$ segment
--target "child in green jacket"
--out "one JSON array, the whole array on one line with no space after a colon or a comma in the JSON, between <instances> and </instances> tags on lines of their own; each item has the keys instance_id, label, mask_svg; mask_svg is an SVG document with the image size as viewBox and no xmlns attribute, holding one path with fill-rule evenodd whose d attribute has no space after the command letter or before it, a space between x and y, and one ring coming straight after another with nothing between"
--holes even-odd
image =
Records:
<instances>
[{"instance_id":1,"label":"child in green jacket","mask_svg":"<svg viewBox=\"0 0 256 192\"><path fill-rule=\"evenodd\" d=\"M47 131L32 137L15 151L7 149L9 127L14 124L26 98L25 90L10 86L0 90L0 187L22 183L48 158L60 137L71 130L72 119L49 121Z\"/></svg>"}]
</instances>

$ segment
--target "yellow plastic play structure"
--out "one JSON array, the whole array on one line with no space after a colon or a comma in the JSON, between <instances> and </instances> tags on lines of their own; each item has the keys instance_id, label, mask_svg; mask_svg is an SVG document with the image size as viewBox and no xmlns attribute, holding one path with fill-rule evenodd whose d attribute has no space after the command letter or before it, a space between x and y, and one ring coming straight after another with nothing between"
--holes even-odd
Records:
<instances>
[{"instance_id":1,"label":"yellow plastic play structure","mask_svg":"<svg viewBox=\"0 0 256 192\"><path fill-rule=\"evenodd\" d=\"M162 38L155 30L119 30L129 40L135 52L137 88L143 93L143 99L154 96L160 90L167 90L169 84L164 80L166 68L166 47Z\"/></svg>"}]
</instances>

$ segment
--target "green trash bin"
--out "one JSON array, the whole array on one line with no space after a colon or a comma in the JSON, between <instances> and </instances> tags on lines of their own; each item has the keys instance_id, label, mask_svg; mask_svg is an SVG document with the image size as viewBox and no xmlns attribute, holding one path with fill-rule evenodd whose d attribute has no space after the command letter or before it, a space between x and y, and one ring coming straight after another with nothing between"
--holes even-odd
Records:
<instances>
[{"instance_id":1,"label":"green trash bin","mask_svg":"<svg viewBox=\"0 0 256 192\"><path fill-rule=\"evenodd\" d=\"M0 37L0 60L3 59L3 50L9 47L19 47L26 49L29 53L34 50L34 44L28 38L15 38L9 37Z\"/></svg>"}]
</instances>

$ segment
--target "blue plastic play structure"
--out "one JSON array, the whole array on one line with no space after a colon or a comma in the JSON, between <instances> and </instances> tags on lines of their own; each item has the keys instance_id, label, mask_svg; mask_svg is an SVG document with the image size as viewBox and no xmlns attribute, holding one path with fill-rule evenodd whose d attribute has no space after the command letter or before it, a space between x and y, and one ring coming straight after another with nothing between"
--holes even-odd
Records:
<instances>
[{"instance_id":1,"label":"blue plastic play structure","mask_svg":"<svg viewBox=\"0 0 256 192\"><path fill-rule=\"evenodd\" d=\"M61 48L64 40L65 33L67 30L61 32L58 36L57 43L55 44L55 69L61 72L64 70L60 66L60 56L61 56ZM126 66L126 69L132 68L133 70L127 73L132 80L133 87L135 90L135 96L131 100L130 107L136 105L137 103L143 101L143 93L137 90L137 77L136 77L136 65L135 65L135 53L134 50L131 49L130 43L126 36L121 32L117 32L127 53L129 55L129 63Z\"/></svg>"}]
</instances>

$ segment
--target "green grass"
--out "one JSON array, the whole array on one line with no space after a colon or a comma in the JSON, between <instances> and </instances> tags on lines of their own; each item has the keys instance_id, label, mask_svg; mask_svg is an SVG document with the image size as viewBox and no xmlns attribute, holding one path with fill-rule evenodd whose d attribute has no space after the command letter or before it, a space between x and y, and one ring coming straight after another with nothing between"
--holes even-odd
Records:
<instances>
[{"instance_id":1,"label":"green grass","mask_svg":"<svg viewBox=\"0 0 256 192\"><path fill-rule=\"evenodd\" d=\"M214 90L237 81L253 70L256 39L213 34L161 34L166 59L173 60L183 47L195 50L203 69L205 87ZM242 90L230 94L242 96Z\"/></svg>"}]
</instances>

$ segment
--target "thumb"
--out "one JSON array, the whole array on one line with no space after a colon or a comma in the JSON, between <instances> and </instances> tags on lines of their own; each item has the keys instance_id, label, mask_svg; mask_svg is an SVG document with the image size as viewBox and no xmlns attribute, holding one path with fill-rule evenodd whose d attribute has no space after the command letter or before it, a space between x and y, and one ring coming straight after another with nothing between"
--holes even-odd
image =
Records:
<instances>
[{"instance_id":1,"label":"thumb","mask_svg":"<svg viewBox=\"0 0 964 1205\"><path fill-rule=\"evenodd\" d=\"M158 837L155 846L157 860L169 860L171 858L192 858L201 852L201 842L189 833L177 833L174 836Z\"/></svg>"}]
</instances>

● ● ● ● ● ● ●

[What the task requires]: Would you write down every record again, exactly?

[Written response]:
$ segment
--target "child in green jacket"
--out "one JSON array, the whole array on one line with no space after a colon or a comma in the JSON, between <instances> and </instances> tags on lines of their own; each item has the keys instance_id, label, mask_svg; mask_svg is an SVG document with the image size as viewBox and no xmlns attribute, holding one path with fill-rule evenodd whose d attribute has no space after the command letter or before it, a space between x and y, and one ring coming straight after another with nothing between"
--holes even-odd
image =
Records:
<instances>
[{"instance_id":1,"label":"child in green jacket","mask_svg":"<svg viewBox=\"0 0 256 192\"><path fill-rule=\"evenodd\" d=\"M47 131L32 137L15 151L7 149L9 127L14 124L26 98L25 90L10 86L0 90L0 187L22 183L48 158L60 137L71 130L72 119L49 121Z\"/></svg>"}]
</instances>

$ segment
--target "yellow plastic play structure"
--out "one JSON array, the whole array on one line with no space after a colon or a comma in the JSON, between <instances> and </instances> tags on lines of their own; each item has the keys instance_id, label, mask_svg; mask_svg is an SVG document with the image size as viewBox and no xmlns attribute, holding one path with fill-rule evenodd whose d attribute has no space after the command letter or before it, a space between x and y, and one ring coming straight after another with nothing between"
--holes even-odd
Records:
<instances>
[{"instance_id":1,"label":"yellow plastic play structure","mask_svg":"<svg viewBox=\"0 0 256 192\"><path fill-rule=\"evenodd\" d=\"M162 38L155 30L119 30L129 40L135 52L137 88L143 93L143 99L154 96L160 90L167 90L169 84L164 80L166 68L166 47Z\"/></svg>"}]
</instances>

$ segment
--target "green trash bin"
--out "one JSON array, the whole array on one line with no space after a colon or a comma in the JSON, between <instances> and </instances> tags on lines of their own; each item has the keys instance_id, label, mask_svg; mask_svg is an SVG document with the image size as viewBox and no xmlns attribute, holding one path with fill-rule evenodd whose d attribute has no space after the command letter or before it, a space between x and y, and one ring coming straight after another with nothing between"
--holes even-odd
Records:
<instances>
[{"instance_id":1,"label":"green trash bin","mask_svg":"<svg viewBox=\"0 0 256 192\"><path fill-rule=\"evenodd\" d=\"M0 37L0 60L3 59L3 50L9 47L19 47L26 49L29 53L34 50L34 44L28 38L15 38L9 37Z\"/></svg>"}]
</instances>

$ segment
--target "blue plastic play structure"
--out "one JSON array, the whole array on one line with no space after a colon or a comma in the JSON, between <instances> and </instances> tags on lines of their own; each item has the keys instance_id, label, mask_svg; mask_svg is an SVG document with the image size as viewBox and no xmlns attribute, holding one path with fill-rule evenodd whose d attribute has no space after the command letter or before it, a space between x and y, and one ring coming straight after another with nothing between"
--holes even-odd
Records:
<instances>
[{"instance_id":1,"label":"blue plastic play structure","mask_svg":"<svg viewBox=\"0 0 256 192\"><path fill-rule=\"evenodd\" d=\"M61 48L64 40L65 33L67 30L61 32L58 36L57 43L55 44L55 69L61 72L64 70L60 66L60 56L61 56ZM126 66L126 69L132 68L133 70L127 73L132 80L133 87L135 90L135 96L131 100L130 107L136 105L137 103L143 101L143 93L137 90L137 77L136 77L136 65L135 65L135 53L134 50L131 49L130 43L126 36L121 32L117 32L127 53L129 55L129 63Z\"/></svg>"}]
</instances>

$ segment
--target "green grass"
--out "one JSON array, the whole array on one line with no space after a colon or a comma in the JSON, between <instances> and </instances> tags on lines of their own; each item has the keys instance_id, label, mask_svg; mask_svg is an SVG document with the image size as viewBox and no xmlns attribute, holding one path with fill-rule evenodd whose d attribute has no space after the command letter or before it, a space between x and y, and one ring coming straight after another with nothing between"
--holes even-odd
Records:
<instances>
[{"instance_id":1,"label":"green grass","mask_svg":"<svg viewBox=\"0 0 256 192\"><path fill-rule=\"evenodd\" d=\"M214 90L237 81L253 70L256 39L213 34L161 34L166 59L173 60L183 47L195 50L203 69L205 87ZM242 90L230 94L242 96Z\"/></svg>"}]
</instances>

$ segment
--target "thumb"
--out "one JSON array, the whole array on one line with no space after a colon or a comma in the JSON, between <instances> and </instances> tags on lines of their own; each item has the keys instance_id, label, mask_svg; mask_svg is an SVG document with the image size as viewBox and no xmlns attribute, holding one path with fill-rule evenodd whose d attribute has no space after the command letter or before it, a space between x and y, and one ring coming straight after another with nothing between"
--holes even-odd
image =
Records:
<instances>
[{"instance_id":1,"label":"thumb","mask_svg":"<svg viewBox=\"0 0 964 1205\"><path fill-rule=\"evenodd\" d=\"M158 837L155 846L157 860L169 860L171 858L192 858L201 852L201 842L189 833L177 833L174 836Z\"/></svg>"}]
</instances>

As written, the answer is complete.